Records to use:

┌──

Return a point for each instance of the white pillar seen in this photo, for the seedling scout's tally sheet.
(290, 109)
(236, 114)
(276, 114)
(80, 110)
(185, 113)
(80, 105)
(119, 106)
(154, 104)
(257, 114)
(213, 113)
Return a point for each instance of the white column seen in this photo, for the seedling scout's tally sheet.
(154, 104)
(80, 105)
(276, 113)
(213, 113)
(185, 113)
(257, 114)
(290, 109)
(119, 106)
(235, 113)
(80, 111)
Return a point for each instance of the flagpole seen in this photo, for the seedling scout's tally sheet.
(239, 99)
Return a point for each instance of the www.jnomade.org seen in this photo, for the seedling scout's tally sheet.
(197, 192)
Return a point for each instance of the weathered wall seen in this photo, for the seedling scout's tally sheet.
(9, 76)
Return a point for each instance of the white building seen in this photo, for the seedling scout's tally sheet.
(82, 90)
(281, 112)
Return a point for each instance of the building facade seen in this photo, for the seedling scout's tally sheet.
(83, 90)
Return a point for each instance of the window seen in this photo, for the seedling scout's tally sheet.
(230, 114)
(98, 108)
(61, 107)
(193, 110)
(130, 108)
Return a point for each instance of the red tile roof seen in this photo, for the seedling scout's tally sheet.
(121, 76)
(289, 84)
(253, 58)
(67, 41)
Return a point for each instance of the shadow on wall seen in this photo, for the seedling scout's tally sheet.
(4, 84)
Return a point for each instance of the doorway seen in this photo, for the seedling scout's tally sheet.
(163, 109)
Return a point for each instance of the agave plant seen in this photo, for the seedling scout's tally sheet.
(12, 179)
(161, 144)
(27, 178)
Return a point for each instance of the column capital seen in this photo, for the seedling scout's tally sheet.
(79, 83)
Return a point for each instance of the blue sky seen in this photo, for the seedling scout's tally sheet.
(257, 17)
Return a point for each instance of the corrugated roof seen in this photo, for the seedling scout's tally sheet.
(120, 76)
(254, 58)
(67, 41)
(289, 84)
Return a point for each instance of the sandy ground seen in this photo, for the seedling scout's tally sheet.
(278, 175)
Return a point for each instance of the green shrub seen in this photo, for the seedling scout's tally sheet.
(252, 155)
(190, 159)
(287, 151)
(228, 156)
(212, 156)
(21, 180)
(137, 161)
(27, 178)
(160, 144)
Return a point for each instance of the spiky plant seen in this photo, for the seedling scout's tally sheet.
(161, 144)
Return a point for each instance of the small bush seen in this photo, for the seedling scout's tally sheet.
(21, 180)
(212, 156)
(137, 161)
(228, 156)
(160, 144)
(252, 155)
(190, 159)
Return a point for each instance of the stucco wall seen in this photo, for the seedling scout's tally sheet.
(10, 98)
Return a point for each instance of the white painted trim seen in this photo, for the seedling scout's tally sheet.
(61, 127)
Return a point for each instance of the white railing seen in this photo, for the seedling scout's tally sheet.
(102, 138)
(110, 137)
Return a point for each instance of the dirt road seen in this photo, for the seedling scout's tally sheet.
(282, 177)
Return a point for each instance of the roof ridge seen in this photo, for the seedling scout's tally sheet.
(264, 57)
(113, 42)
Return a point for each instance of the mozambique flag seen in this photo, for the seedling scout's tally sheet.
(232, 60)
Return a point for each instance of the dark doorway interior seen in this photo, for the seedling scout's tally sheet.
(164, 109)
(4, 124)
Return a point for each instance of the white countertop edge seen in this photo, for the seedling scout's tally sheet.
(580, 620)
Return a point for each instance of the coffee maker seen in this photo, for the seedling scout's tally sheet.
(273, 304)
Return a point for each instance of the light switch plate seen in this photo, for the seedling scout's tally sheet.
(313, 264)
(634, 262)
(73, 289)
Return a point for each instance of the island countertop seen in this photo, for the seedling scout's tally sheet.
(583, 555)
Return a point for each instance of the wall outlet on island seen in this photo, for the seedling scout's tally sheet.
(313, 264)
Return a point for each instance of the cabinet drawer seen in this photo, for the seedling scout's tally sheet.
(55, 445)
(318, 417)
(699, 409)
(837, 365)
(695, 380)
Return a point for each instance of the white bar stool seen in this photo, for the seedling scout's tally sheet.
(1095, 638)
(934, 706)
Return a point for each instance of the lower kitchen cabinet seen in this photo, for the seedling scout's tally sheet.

└──

Work to complete: Every record above needs to be restated exactly.

Completed exercise:
Return a point for each instance of the white pillar seen in this photo, for the seedling scout's tally sheet.
(290, 109)
(236, 114)
(276, 114)
(80, 110)
(185, 113)
(80, 105)
(119, 106)
(154, 104)
(257, 114)
(213, 113)
Return a point for each instance of the white column seen in this photo, for the seedling scout's tally sheet.
(154, 104)
(80, 105)
(276, 113)
(213, 113)
(185, 113)
(257, 114)
(290, 109)
(119, 106)
(235, 113)
(80, 111)
Return a point for each instance of the flagpole seen in this photo, for the seedling scout's tally sheet.
(239, 99)
Return a point for each instance of the www.jnomade.org seen in this photo, for the seedling scout's tally sheet.
(197, 192)
Return a point for each instance of the weathered wall seen in this photo, for the seedling scout's tally sheet.
(9, 76)
Return a point for each instance of the white building seen in this photo, for the seedling scout's tally sheet.
(82, 90)
(281, 112)
Return a point for each instance of the building facade seen in this photo, for the seedling scout's tally sheet.
(83, 90)
Return a point for each instance of the window seen in this photo, for the seedling scout's tally sheet.
(230, 114)
(98, 108)
(61, 107)
(193, 110)
(130, 108)
Return a point for each instance of the red tile roof seen in this photo, for the seedling scout's tally sheet.
(121, 76)
(289, 84)
(253, 58)
(67, 41)
Return a point for each instance of the shadow on wall seen in this photo, for the seedling scout's tally sheet.
(4, 84)
Return a point for each instance of the doorway seen in this photo, for the seedling scout's tally sheet.
(163, 109)
Return a point for each instance of the agave plant seen in this photo, for the seedling scout's tally sheet.
(12, 179)
(161, 144)
(27, 178)
Return a point for each instance of the column capital seen in this photo, for the seedling scout's tally sheet.
(79, 83)
Return a point for each instance of the blue sky seen in this photo, for the seedling scout's tally sheet.
(257, 17)
Return a point for each instance of the corrugated roof seen in this photo, for the seedling scout's tally sheet.
(120, 76)
(254, 58)
(67, 41)
(289, 84)
Return a point for each instance of the sandy ground seen in this photo, for the seedling scout's tally sheet.
(278, 175)
Return a point for each instance of the green shrub seen in this photo, for the seedling scout's tally sheet.
(252, 155)
(190, 159)
(287, 151)
(228, 156)
(212, 156)
(21, 180)
(137, 161)
(27, 178)
(160, 144)
Return a point for each instance of the spiky plant seen in this photo, for the seedling scout's tally sheet.
(161, 144)
Return a point for each instance of the small bush seen in this photo, for the seedling scout's tally sheet.
(21, 180)
(212, 156)
(137, 161)
(228, 156)
(160, 144)
(252, 155)
(190, 159)
Return a point for each instance of the stucco wall seen in this photo, for the seedling scout's tally sheet.
(10, 98)
Return a point for each instance of the white painted trim seen in this photo, for the seedling scout's tally sheet.
(61, 127)
Return a point for each instance of the white railing seen in this photo, for the seedling scout's tally sheet.
(102, 138)
(110, 137)
Return a point for each instance of the dirt road seen in this photo, for the seedling scout's tally sheet.
(282, 177)
Return a point for each instance of the roof ridge seen in this photo, for the seedling scout's tally sheet.
(264, 57)
(113, 42)
Return a point for each instance of the mozambique flag seen in this photo, for the seedling scout's tally sheet.
(232, 60)
Return a point for each instance of the dark doorway interior seen in this photo, for the seedling scout's tally sheet.
(164, 109)
(4, 124)
Return a point for each instance of the white countertop edge seen in this photo, for the seedling scout's tally sheet.
(580, 620)
Return a point for each instance of the coffee maker seen in this photo, for the seedling scout's tally sheet.
(273, 304)
Return a point for each instance of the light switch plate seen in this photo, for the seedling scout's tally sheet.
(313, 264)
(634, 262)
(73, 289)
Return a point for each instance of the island countertop seen in this photo, for the seedling scout's tally sheet.
(583, 555)
Return a point for each instance of the wall outlet on island seen in this photo, for the seedling scout's tally sheet.
(313, 264)
Return a point for each instance of the cabinet drawer seen in this photo, for the seedling scout's tally sheet.
(55, 445)
(318, 417)
(699, 409)
(837, 365)
(695, 380)
Return a point for each instance of the white bar stool seen in this photo, for the seedling scout's tally sheet.
(1095, 638)
(934, 706)
Return a point for each instance of the lower kitchen cabinet seen in this photo, for the seedling scout's tally sheet.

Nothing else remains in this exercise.